Pointing and labeling entries

********************

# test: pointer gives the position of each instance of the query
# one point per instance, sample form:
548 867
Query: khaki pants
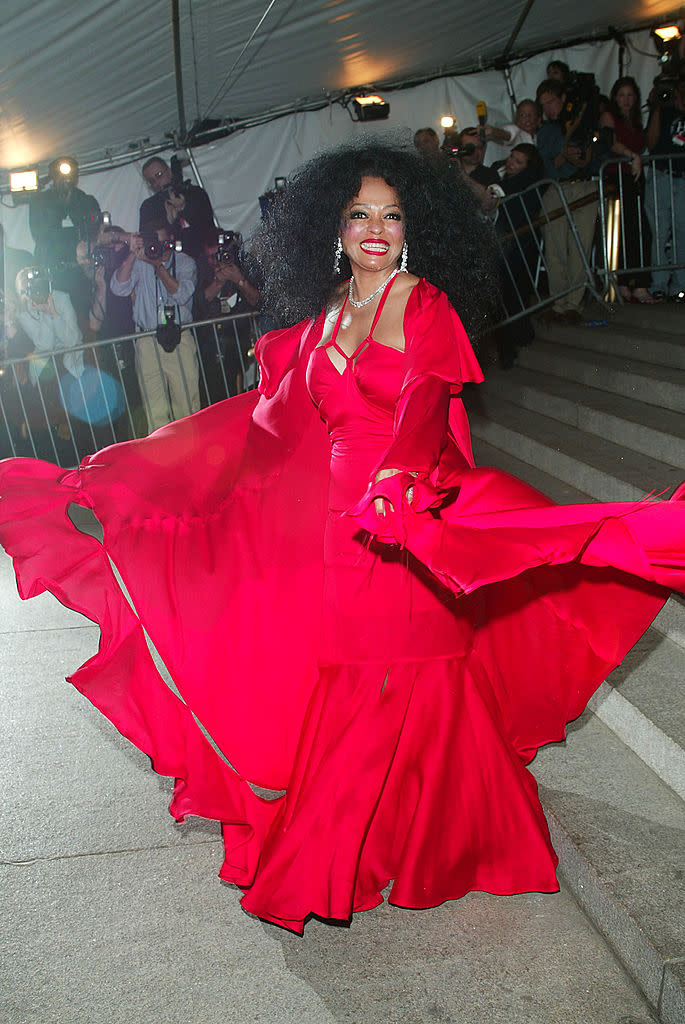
562 256
168 381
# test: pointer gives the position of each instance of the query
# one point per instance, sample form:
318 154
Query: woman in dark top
625 120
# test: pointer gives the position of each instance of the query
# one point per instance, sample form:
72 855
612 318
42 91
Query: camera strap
172 271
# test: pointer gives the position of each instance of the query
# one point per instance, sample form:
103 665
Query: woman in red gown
354 617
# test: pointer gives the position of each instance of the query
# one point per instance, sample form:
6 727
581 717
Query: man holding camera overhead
184 207
223 288
162 283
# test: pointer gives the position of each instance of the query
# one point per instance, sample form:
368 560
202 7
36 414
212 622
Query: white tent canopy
93 78
92 82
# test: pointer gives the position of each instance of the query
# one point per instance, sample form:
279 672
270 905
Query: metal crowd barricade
643 223
46 413
527 241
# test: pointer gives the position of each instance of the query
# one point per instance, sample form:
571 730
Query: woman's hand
383 474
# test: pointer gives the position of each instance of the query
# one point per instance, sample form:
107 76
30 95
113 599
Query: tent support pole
177 68
517 28
510 87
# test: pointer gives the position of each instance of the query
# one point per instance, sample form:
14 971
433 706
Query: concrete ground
111 912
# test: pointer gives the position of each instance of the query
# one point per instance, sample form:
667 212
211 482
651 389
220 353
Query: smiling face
516 163
158 175
527 117
626 99
373 227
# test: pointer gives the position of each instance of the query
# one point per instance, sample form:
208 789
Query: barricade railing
643 223
48 413
536 231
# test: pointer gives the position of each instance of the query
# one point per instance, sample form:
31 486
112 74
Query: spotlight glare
371 108
24 180
667 33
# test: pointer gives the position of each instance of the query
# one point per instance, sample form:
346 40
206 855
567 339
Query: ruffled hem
404 773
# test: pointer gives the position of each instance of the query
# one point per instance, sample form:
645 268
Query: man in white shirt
523 129
162 283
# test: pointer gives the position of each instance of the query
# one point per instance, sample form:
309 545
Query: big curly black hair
292 253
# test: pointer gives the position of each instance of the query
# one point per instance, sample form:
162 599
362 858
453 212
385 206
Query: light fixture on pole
370 108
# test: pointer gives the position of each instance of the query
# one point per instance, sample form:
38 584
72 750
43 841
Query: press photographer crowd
88 281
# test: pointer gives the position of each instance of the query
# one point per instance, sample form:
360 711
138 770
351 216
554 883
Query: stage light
65 166
24 180
371 108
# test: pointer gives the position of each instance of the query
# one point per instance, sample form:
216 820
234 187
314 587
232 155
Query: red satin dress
390 677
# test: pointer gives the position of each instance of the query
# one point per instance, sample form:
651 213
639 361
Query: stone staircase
597 413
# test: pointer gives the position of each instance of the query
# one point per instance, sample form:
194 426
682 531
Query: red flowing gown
391 678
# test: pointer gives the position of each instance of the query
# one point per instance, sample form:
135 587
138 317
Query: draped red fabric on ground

********************

→ **Set exercise**:
Your task is to return the entries above exactly, with no pictures.

→ **The solution**:
# test: pointer gives the position of each instance of the query
# one point per instance, sample form:
548 867
Query: khaki pants
562 256
168 381
# test: pointer gives the position of each instance of the query
# one point per instance, sample form:
318 154
Query: woman in dark top
625 120
# test: pointer gives the position of each instance of the query
# one point per instance, sample form:
72 855
612 318
42 91
Query: camera strap
172 271
# test: pointer gives the position of each instance of the query
# one point per instance, sample form:
103 665
Query: woman in red gown
354 617
# test: pointer gives the position of each instance of the query
# one point per instance, sample form:
6 727
581 717
Query: man holding camera overhead
184 207
223 288
162 283
# test: pointer gives the position of each instance of the query
# one point per instance, sample form:
368 560
202 7
36 414
212 622
Query: white tent canopy
93 78
92 82
# test: pointer gives the position of each instance of the query
# one point per instance, sample form:
279 672
270 905
Query: metal crowd barricade
643 223
46 413
527 241
# test: pointer gives the position of each instance of the query
# one point per instance, sample form:
571 730
Query: woman's hand
383 474
# test: pointer gives the position of each instance of the query
# one point per instance, sample form:
107 76
30 95
113 599
Query: tent support pole
177 68
517 28
510 87
# test: pointer gives the position of each instance of the query
# one point per instance, sample form:
14 971
433 706
Query: concrete ground
111 912
# test: pointer gives the position of each instance of the query
# one point per instance, sample form:
667 212
211 482
651 389
220 353
Query: smiling face
516 163
158 175
527 117
626 99
373 227
# test: pointer gives the position of each instance of the query
# one point per instance, sample form:
208 789
Query: barricade railing
643 223
48 413
536 231
# test: pointer gives the position of each instance of the query
# one point per instance, sample form:
31 486
112 74
Query: spotlight glare
371 108
24 180
667 33
# test: pointer gives the position of each instance of the query
# one point per instance, sample form:
346 40
206 855
567 339
Query: ruffled hem
404 773
# test: pointer gives the position of each instance of the query
# one point per instance, sample form:
645 268
Query: man in white shirt
523 129
162 283
# test: pointer gives the position of each instance of the query
# one point per instance, sample form:
309 545
Query: big curly black hair
292 253
# test: pointer gives the position of each instance of the query
# one point per instance, sample form:
162 599
362 858
453 212
385 206
Query: light fixture on pole
370 108
# test: pointer gives the position of each instance of the query
# one point per instance, sample form:
38 584
72 750
43 841
Query: press photographer crowd
88 281
# test: pointer gives the position of each instance of the query
# one point per instance, sample form:
360 711
138 770
351 216
554 883
Query: stage light
65 166
24 180
371 108
# test: pointer gives the position of each instance of the query
# one point per instance, sample form:
216 820
234 187
314 587
232 155
Query: red satin dress
390 677
# test: pointer gives the position of each instance of the query
# one point per instance, sample form:
651 213
639 361
Query: stone staircase
597 413
# test: pointer gives the position of each instance of the query
# one point per instance, sample form:
194 426
682 531
Query: red flowing gown
391 678
# test: pointer gives the position of each instance of the query
# one point per instance, sample form:
135 587
138 317
Query: draped red fabric on ground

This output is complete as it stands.